The General and Captain roles have all the functionalities of the harvesters/militia/attackers. In addition, they have additional functionality; they are able to call for their whole team to retreat or surrender. These two roles would take the characteristics of normal roles within the team but they are also officers and, therefore, would be able to exhibit actions and make decisions that other units cannot.

Agent architecture

The proposed architecture for the agents in presented in Fig. 3. The agent consists of blackboard and processing components. Information is received by the sensor form the environment, this information is then stored in the blackboard. The Action Selector unit would than select a suitable action based on the information on the blackboard. This final decision is then passed on to the actuator which would apply this to the environment, hence, exhibiting a behaviour.

Fig. 3
figure 3

Agent architecture

The blackboard is divided into two sections; a private blackboard and a shared blackboard. The private blackboard is private and independent for each agent. The information on the private blackboard are only accessible to an instance of the agent and relate to this agent. The private blackboard would include information such as the rank of a unit, the status of troops (its subordinate agents, in case the unit is a captain or a general) and the direct commands it receives. The shared blackboard is information that is public amongst all agents. This simulates the knowledge held at the nest that is publicly known to all agents. The commands from General which applies to all units are available in the shared blackboard.

The action consists of a director module that reads the current state of the agents, and then based on the current state of the world and the current command issues to the unit, decides which of the underlying experts are needed to make the next decision. At any given situation, the agent might need to take multiple decision through multiple experts. The agent might need to move and flock at the same time as flocking action would involve moving and, therefore, pathfinding. The three expert units; pathfinder, attacker and flocker will use the information from the agent state and the world state and make their own relative decisions. Finally, the decisions made by the three experts are passed to the unifier module which would consider the current command issues to the agent as well as the status of its subordinates (if any) and then unify these into a decisions which would formed into actionable directives that are passed to the actuator.

────────

Given task a:
In the agent architecture passage, what two sections is the blackboard divided into?
The agent architecture passage and the records are unrelated material.

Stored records
────────

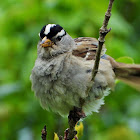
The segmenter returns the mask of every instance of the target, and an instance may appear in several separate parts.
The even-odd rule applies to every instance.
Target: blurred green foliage
[[[6,0],[0,3],[0,139],[39,140],[46,124],[48,140],[63,135],[67,119],[43,110],[31,91],[40,29],[60,24],[73,37],[98,38],[109,0]],[[140,1],[115,0],[106,37],[107,54],[140,63]],[[140,94],[118,83],[100,113],[84,120],[81,140],[139,140]]]

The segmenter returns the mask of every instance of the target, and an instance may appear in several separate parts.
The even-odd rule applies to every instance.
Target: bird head
[[[58,24],[47,24],[39,33],[38,54],[43,57],[58,56],[73,50],[75,42],[71,36]]]

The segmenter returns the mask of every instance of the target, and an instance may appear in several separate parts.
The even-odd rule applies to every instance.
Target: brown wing
[[[95,59],[98,40],[92,37],[79,37],[74,39],[76,44],[76,49],[73,50],[73,55],[85,58],[86,60]],[[102,55],[105,54],[106,48],[103,46]]]

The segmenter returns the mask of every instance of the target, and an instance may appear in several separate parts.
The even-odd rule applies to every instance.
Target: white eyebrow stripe
[[[65,35],[65,31],[64,31],[64,29],[62,29],[60,32],[58,32],[58,33],[56,34],[55,37],[64,36],[64,35]]]
[[[56,24],[48,24],[45,28],[44,34],[47,35],[50,32],[50,29],[54,26],[56,26]]]

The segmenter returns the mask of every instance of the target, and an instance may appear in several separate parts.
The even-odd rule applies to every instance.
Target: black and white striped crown
[[[55,36],[62,37],[64,35],[66,35],[66,31],[58,24],[47,24],[41,29],[39,33],[41,39],[43,39],[45,36],[51,39]]]

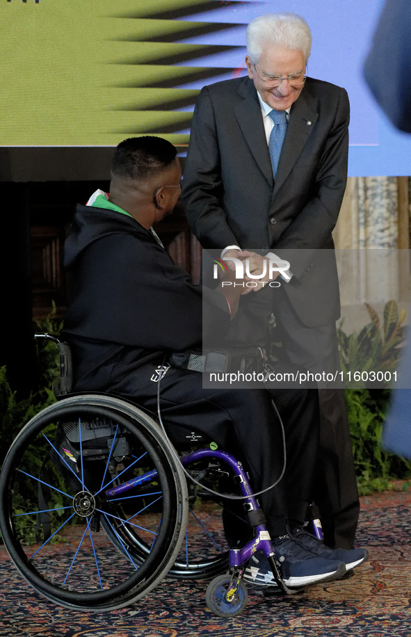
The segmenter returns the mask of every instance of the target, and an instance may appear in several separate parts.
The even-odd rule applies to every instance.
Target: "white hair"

────────

Given task b:
Find every line of the records that contains the word "white" and copy each one.

Answer a:
A private blackboard and a shared blackboard.

Answer b:
Target: white eyebrow stripe
Target: black and white striped crown
Target: "white hair"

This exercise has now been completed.